Exercise prompt:
Copy the lines below word for word, from the line containing "Each instance of the glacier receives" through the last line, both included.

## start

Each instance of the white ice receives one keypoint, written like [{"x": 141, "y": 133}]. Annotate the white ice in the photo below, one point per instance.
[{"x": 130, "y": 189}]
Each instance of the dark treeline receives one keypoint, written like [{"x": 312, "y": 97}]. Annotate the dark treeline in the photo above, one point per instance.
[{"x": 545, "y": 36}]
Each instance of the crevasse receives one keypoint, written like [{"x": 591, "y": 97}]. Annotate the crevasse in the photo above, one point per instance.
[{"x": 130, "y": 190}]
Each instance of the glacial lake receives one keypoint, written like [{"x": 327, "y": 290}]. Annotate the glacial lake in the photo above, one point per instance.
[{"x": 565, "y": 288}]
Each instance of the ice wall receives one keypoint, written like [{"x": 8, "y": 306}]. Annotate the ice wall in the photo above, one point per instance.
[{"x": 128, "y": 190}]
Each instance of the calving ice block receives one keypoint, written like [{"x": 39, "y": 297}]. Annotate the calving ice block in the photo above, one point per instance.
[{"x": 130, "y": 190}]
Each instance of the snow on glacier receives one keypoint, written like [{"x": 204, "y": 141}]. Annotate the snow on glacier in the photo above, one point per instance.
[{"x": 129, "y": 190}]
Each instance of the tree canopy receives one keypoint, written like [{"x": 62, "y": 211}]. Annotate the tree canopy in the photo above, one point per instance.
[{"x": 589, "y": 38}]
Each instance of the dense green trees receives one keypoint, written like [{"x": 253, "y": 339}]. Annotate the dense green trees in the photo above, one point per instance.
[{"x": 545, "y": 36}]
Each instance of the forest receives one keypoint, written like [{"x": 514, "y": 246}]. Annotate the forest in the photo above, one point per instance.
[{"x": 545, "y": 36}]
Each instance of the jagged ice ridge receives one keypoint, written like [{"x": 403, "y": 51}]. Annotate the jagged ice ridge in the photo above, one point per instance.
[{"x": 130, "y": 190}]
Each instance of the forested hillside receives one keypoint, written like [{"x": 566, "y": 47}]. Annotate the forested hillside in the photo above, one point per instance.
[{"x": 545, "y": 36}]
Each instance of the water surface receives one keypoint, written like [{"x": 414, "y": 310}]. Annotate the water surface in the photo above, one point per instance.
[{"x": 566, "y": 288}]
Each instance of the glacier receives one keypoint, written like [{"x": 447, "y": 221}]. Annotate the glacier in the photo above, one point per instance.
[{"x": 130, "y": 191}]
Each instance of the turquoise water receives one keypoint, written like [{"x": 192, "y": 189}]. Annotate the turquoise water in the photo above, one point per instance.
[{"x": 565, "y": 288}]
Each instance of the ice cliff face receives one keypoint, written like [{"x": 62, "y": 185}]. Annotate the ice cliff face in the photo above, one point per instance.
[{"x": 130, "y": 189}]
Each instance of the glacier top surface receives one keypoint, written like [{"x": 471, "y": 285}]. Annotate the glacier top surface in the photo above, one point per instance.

## end

Response:
Each instance of the glacier receives one keypoint, written like [{"x": 447, "y": 221}]. Annotate the glacier in the photo above, one point per instance.
[{"x": 130, "y": 191}]
Each instance of the turquoise water receives one keypoint, written like [{"x": 192, "y": 189}]. Annotate the turquoise water in the photo above, one point per instance.
[{"x": 565, "y": 288}]
Each instance of the ice cliff face receives one keypoint, written like [{"x": 62, "y": 185}]. Annotate the ice cliff face in the photo above, one point per instance.
[{"x": 130, "y": 189}]
Each instance of the glacier top surface receives one keypoint, written like [{"x": 471, "y": 285}]. Annotate the glacier top surface in the photo above, one point per instance.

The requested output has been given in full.